◆ **Set exercise A**:
Using the interview about studying at Stanford and writing Of Bees and Mist, answer these questions:
(i) How many years did the interviewee spend as a software engineer?
(ii) Whom does the interviewee credit with saying that writing is an extension of reading?
(iii) Where did Nick Leshi's interview with the interviewee appear?
◆ **Set exercise B**: Write what comes next in the interview about studying at Stanford and writing Of Bees and Mist, starting after its final answer.

◆ **Page excerpt**:

- - - - - - -

SR: When you were accepted into Stanford University, you chose to major in Psychology and Computer Science despite having interests in literature and creative writing. Please discuss why you chose to pursue degrees in the sciences rather than English.
ES: Because I knew they were going to make me speak up in English classes! I was very shy, very insecure about my English, and at Stanford, I was up against some of the brightest minds in the country who could argue about anything all daylong. To my own detriment, I refused to expose myself to that kind of growing, and chose the easy way out. I was always interested in Psychology, so that came naturally. Computer science I picked because I thought it was easy, and you could just go to class and sit without having to say a word. It took me many years (including seven as a software engineer) to finally acknowledge that I had no love for computers, and thankfully, it wasn't too late to change my life then. I still regret that I didn't have more of a formal training in English. But I try to make up for it by reading anything I can get my hands on.
SR: Looking back at your academic experiences in the university, how were you able to practice your creative writing skills when you were on a distinctly different career path?
ES: Again, my reading saved me. Event though I'd made the incredibly foolish decision to stop writing once I chose to pursue computer science, I was still very much in contact with the written word through my reading. I think it was Toni Morrison who said that writing is an extension of reading, and she was absolutely right. Even when you're not composing your own words, by reading you are being immersed in syntax and grammar and metaphors, and you can't help but absorb it all. Reading again saved my life after I began working as an engineer, when I could find nothing but tedium day in and day out. The only thing I looked forward to at the end of the day was picking up a book, and gradually, that ignited my desire to write again.
SR: You relate in an interview with Nick Leshi on his Open Salon blog that you've attempted other novels before the success with Of Bees and Mist. How is Of Bees and Mist different from or similar to your initial writing projects? What makes it unique from your other endeavors?
ES: I was willing to take more risks with Of Bees and Mist, and I wasn't afraid to go down paths that I wasn't comfortable exploring before. Also, by the time I got to Bees, I'd been practicing writing (on the sly, no less) for five or six years while working as a software engineer, so I knew more about the craft than when I started. I taught myself how to create characters that might resonate with readers, and the writing itself was different, more assured and precise. As cliché as it sounds, I felt that I'd found my voice. One thing I didn't do that might have helped me considerably was I didn't join a writing group or even tell anyone that I was writing a book. My shyness prevented it. Had I done it, I might have discovered a wonderful mentor or two along the way.

- - - - - - -

◆ **Dataset**:
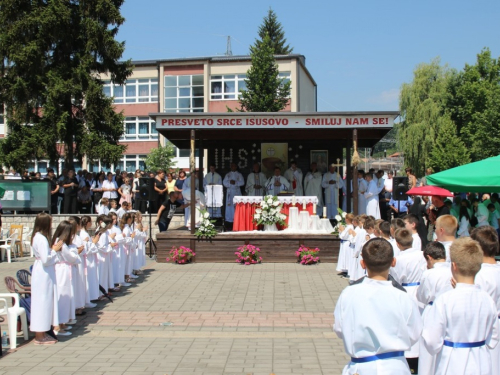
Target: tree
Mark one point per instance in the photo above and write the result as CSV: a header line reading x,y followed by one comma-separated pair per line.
x,y
448,151
52,54
423,104
271,27
265,91
475,105
161,158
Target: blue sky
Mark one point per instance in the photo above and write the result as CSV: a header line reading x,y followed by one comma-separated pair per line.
x,y
358,51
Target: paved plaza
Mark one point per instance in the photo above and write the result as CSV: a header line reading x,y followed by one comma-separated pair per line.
x,y
200,319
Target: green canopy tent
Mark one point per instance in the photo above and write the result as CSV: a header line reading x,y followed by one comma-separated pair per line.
x,y
478,177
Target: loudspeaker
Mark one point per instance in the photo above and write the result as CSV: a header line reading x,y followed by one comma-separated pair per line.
x,y
399,188
146,188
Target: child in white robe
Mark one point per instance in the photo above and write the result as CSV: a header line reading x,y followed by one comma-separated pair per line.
x,y
488,277
376,321
435,281
462,324
344,252
44,311
90,259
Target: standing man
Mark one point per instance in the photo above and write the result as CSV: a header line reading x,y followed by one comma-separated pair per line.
x,y
232,181
255,182
277,183
213,179
294,176
312,185
371,195
332,183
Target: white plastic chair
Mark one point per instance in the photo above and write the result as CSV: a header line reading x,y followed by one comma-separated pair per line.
x,y
12,313
8,247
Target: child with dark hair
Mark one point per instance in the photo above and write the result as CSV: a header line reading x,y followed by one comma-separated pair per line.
x,y
377,322
435,281
488,277
462,324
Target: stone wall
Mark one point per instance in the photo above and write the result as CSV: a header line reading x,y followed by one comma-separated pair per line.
x,y
27,221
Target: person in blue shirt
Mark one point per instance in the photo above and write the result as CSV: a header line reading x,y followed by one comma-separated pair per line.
x,y
400,208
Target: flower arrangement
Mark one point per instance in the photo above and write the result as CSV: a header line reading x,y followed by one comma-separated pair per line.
x,y
181,255
207,227
248,254
307,255
269,212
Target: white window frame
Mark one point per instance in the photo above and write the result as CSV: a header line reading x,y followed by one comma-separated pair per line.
x,y
136,83
151,135
178,88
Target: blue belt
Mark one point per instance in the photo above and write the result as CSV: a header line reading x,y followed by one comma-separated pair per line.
x,y
464,344
377,357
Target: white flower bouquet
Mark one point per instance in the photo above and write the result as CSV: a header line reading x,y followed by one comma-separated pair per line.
x,y
269,212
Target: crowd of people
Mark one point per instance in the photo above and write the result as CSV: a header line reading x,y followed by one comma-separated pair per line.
x,y
416,306
75,269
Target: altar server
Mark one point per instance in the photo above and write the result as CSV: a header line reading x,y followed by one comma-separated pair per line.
x,y
435,281
232,182
294,176
371,195
44,311
462,324
488,277
277,183
255,182
332,182
376,321
213,179
312,186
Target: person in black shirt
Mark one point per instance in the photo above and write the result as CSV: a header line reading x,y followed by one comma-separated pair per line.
x,y
167,210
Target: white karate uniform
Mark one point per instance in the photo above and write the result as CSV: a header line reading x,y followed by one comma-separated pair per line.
x,y
488,279
435,281
332,192
373,318
417,242
465,314
44,311
256,179
371,195
232,191
297,176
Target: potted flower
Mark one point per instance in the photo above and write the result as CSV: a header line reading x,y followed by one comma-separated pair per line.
x,y
181,255
207,228
269,213
248,254
307,255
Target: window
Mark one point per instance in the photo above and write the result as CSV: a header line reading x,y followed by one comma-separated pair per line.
x,y
142,90
139,129
184,93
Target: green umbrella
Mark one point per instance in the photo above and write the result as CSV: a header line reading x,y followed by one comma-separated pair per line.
x,y
478,177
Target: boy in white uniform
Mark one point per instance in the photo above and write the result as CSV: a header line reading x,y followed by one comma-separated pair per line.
x,y
488,277
376,321
435,281
462,324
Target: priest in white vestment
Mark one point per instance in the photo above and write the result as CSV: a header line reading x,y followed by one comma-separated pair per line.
x,y
232,181
294,176
212,178
312,186
332,182
277,183
371,195
255,182
199,205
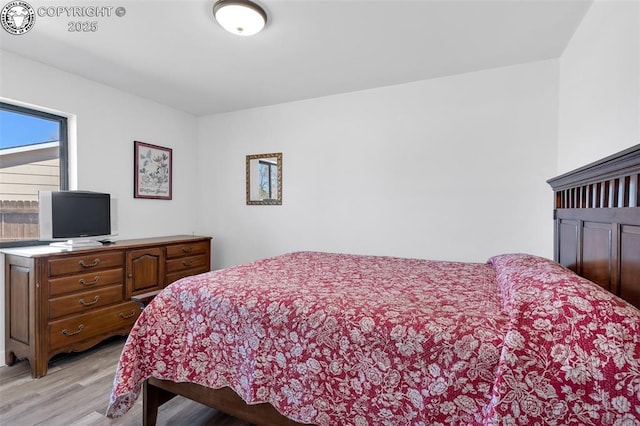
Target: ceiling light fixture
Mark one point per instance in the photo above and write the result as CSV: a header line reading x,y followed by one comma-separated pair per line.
x,y
240,17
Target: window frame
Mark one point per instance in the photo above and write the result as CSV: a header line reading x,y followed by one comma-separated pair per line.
x,y
63,151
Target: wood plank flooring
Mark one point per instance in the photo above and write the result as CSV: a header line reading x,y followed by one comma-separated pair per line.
x,y
76,391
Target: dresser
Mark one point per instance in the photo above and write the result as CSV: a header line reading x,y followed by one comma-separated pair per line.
x,y
67,300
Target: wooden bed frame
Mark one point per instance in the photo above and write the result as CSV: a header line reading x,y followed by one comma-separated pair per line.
x,y
597,223
597,235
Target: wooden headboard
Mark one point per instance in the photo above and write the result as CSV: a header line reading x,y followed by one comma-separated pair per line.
x,y
597,222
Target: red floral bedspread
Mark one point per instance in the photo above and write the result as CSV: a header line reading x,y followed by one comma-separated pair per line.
x,y
337,339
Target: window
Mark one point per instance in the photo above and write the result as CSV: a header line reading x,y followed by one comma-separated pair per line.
x,y
267,179
33,157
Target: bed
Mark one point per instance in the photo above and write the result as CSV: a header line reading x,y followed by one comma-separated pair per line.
x,y
325,338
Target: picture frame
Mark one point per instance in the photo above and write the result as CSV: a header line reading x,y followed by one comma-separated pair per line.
x,y
152,171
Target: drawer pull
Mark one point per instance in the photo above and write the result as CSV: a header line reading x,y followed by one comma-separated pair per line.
x,y
88,283
123,316
90,265
95,300
72,333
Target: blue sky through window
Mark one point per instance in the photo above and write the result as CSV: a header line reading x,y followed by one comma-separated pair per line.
x,y
20,129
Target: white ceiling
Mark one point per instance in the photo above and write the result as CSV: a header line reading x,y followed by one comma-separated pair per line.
x,y
174,52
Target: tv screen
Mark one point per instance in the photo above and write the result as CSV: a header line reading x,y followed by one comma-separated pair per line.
x,y
75,215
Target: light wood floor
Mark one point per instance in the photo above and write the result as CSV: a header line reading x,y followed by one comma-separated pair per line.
x,y
76,391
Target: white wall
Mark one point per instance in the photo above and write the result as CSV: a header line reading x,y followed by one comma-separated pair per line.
x,y
450,168
108,121
600,85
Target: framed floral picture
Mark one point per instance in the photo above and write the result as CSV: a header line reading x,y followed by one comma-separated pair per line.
x,y
152,171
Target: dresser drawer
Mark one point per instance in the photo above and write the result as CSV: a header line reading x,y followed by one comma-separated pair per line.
x,y
184,263
85,301
187,249
105,321
185,273
85,263
82,282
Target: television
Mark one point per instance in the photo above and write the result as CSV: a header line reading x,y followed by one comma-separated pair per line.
x,y
77,218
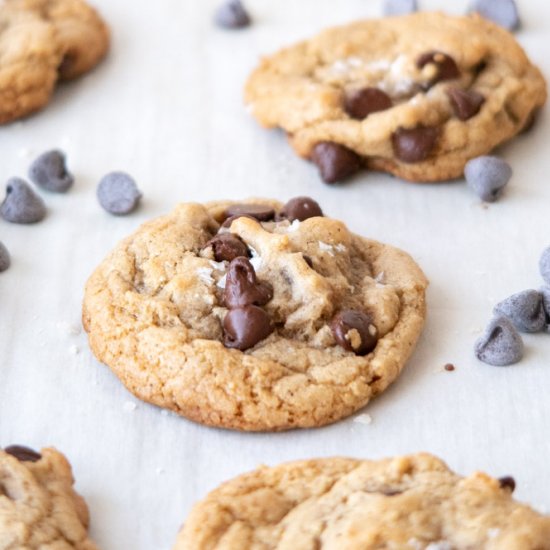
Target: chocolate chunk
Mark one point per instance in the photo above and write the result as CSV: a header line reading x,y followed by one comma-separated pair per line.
x,y
507,482
465,103
354,331
242,287
335,162
258,211
300,208
245,326
23,454
360,104
227,246
446,67
414,144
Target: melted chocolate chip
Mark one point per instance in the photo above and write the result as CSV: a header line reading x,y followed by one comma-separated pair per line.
x,y
507,482
242,287
465,103
227,246
23,454
245,326
354,331
259,211
360,104
335,162
446,67
414,144
300,208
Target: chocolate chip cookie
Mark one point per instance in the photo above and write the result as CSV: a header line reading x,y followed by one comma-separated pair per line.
x,y
41,42
413,502
406,95
39,508
254,316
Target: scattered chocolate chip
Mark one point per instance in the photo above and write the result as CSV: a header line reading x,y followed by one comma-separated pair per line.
x,y
259,212
118,193
354,331
300,208
524,309
232,15
360,104
242,287
23,454
5,258
465,103
446,67
507,482
414,144
502,12
227,246
500,345
335,162
245,326
22,204
487,176
49,171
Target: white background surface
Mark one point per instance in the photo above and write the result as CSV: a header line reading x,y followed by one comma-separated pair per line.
x,y
166,106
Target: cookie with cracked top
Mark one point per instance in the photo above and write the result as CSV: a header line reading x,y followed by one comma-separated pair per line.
x,y
405,95
281,319
412,502
38,506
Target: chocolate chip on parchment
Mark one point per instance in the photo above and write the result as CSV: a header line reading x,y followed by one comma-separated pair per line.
x,y
465,103
258,211
242,288
23,454
335,162
414,144
354,331
445,66
227,246
245,326
361,103
507,482
300,208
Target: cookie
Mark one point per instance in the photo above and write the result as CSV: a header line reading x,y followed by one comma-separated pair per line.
x,y
413,502
42,41
405,95
39,508
235,316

- - - - - - -

◆ **Written answer A**:
(i) Seven years.
(ii) Toni Morrison.
(iii) On his Open Salon blog.

◆ **Written answer B**:
SR: In the Nick Leshi interview, you also mention that because of the prominent anti-Chinese sentiment in Indonesia, “for many years I couldn't find an outlet for all that cultural stuff that was building up inside of me.” What are some of the benefits and/or challenges of writing as opposed to orally relating these events?
ES: I think committing something to paper gives it more power, more authority, than simply recounting it orally. There is something about the written word that arrests people more than speech. Also, writing lasts longer than a talk or a discussion, and has the potential to reach more people. Once you pass a story along orally, it becomes second-hand, and it brings up questions of authenticity, but if you pass a piece of writing around,it's still original, and the experience it describes remains authentic. But then again I'm writer, not a politician, so of course I'm biased.
SR: From your article, “My Grandmother's Reign of Terror,” in a March 2010 issue ofThe Guardian, I can see how Of Bees and Mist is in some ways autobiographical. What are the ways in which you insert yourself in the text other than as the observing narrator?
ES: There are traces of me in all the characters. I was Noah when I was little, observing the battle between my mom and my paternal grandmother, with my dad stuck in the middle. I can also understand how Gabriel's pride gets the better of him, or Eva's vindictiveness—we all have these dark sides inside ourselves in varying degrees. And I think that's the key to creating relatable characters. They may be deeply flawed or deeply unpleasant, but if you as the author can put yourself in their shoes, then your readers will also feel a connection to them. It does not excuse their bad behavior, but it sheds some light on their innermost workings, and hopefully we can learn a thing or two from their mistakes.
SR: In the article from The Guardian you relate the antagonistic, matriarchal structure in your family's history. How has Of Bees and Mist allowed you to reconcile a childhood terror of your grandmother's antagonism?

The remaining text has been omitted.